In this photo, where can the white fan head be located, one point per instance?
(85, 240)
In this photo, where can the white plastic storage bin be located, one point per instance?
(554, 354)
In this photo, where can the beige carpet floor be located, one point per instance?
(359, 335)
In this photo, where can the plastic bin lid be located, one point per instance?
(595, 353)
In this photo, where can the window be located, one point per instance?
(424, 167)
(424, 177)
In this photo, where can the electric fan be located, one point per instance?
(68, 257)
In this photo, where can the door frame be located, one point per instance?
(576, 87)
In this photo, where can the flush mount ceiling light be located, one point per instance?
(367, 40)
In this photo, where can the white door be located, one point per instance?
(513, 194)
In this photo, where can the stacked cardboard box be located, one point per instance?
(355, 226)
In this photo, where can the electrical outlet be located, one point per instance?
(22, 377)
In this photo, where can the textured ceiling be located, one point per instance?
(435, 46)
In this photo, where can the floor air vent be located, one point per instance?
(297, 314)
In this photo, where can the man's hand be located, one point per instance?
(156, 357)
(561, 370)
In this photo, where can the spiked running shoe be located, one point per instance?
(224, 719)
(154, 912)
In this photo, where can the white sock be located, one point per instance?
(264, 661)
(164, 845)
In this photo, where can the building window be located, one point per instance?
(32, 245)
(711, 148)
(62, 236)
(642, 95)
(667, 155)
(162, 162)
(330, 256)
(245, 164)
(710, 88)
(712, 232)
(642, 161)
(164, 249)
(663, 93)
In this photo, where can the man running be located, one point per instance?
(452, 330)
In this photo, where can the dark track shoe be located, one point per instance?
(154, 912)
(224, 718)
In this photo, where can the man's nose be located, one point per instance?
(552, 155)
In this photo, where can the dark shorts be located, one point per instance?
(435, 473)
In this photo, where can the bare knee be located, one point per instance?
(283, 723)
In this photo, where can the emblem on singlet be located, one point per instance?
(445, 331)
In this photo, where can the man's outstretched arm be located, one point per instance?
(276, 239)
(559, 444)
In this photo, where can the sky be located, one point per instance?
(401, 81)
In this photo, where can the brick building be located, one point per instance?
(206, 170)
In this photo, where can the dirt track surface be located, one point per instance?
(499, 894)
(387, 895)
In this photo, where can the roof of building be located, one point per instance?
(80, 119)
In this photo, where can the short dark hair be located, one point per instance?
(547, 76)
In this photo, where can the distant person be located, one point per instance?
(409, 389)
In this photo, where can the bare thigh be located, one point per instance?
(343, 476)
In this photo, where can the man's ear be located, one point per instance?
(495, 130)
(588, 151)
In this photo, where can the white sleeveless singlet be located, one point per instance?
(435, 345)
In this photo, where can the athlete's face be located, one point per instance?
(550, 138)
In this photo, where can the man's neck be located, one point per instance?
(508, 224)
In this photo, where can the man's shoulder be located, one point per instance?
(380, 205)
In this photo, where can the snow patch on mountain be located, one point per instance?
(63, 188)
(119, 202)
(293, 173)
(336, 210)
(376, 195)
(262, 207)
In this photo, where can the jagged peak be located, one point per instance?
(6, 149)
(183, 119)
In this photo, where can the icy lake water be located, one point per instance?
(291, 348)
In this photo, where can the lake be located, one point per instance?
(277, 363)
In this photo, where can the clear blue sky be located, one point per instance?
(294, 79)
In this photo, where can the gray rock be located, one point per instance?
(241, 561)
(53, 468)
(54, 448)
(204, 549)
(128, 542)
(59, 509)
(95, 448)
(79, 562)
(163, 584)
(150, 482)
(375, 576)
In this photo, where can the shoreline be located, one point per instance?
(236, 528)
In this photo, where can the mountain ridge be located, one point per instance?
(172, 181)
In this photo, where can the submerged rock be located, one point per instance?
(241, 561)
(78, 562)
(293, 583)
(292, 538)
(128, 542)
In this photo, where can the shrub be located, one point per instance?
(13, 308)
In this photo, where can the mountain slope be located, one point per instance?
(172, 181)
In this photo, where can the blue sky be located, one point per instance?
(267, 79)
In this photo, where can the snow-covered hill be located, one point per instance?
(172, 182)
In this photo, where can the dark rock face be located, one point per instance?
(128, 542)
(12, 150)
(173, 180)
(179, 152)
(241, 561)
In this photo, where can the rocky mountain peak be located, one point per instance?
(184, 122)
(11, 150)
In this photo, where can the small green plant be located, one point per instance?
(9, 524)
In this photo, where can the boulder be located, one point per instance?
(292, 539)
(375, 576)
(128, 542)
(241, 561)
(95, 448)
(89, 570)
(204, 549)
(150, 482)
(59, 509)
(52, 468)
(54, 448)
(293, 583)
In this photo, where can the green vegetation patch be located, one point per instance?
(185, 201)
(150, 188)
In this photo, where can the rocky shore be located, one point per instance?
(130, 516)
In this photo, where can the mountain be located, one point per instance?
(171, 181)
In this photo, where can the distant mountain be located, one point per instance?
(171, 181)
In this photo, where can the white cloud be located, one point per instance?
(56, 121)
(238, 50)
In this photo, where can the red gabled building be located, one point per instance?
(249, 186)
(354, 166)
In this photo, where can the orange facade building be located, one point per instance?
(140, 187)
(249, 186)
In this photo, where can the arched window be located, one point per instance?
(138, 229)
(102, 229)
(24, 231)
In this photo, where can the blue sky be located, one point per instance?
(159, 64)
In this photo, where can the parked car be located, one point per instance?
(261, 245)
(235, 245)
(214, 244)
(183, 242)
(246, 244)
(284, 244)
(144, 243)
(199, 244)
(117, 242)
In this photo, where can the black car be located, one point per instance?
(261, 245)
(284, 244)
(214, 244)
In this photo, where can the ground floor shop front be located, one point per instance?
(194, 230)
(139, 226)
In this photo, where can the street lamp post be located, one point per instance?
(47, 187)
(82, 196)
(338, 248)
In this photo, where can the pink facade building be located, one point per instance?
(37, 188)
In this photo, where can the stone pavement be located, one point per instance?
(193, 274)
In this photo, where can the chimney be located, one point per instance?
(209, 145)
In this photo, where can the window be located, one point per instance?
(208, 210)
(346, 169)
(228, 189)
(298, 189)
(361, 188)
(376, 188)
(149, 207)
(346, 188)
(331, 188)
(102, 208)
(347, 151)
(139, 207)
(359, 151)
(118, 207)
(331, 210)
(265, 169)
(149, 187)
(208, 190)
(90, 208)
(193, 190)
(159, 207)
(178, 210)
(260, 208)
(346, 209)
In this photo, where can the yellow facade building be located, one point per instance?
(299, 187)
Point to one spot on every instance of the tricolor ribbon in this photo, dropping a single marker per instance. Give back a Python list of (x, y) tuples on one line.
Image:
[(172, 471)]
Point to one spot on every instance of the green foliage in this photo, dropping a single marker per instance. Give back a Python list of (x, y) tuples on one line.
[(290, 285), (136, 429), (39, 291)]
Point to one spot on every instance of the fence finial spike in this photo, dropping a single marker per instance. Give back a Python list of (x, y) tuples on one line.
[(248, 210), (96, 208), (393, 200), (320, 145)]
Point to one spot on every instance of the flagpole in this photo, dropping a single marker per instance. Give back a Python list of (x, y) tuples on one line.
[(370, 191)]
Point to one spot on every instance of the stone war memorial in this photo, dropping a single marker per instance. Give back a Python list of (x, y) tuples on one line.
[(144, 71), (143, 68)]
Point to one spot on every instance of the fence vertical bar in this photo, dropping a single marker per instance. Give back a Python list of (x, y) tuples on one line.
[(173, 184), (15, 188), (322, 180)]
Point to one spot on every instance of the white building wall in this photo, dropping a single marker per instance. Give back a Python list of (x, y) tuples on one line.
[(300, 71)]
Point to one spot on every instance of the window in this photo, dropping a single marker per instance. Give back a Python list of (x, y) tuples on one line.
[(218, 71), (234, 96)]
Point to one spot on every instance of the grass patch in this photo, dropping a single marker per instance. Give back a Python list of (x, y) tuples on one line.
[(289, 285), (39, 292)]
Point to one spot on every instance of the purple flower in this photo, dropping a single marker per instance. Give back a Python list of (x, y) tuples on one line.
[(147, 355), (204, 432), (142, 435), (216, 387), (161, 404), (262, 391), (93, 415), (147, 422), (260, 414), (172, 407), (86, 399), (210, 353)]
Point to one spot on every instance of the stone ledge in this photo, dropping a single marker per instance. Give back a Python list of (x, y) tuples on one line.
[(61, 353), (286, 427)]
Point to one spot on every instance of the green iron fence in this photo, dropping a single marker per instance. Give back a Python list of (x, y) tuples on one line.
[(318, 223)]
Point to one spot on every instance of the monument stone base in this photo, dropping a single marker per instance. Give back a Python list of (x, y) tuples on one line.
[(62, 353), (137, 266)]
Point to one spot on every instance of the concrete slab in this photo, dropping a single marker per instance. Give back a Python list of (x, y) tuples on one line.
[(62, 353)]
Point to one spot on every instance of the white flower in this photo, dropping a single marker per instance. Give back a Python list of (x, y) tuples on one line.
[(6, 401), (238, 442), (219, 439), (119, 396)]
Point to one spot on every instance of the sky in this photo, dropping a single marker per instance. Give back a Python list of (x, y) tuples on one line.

* EXERCISE DIRECTIONS *
Repeat exactly, and only, the lines from the one containing "Point to one spot on every instance of the white flower" through the end of the material.

* EXERCISE OUTPUT *
Point to one spot on every instance of the white flower in this photo, dropping a single marker per instance. Give back a Python list of (x, y) tuples on one line.
[(6, 401), (238, 442), (219, 439), (119, 396)]
Point to one spot on every instance of the sky in this photo, dropping a single marker per instance. Give back a Python list of (x, y) tuples on one line.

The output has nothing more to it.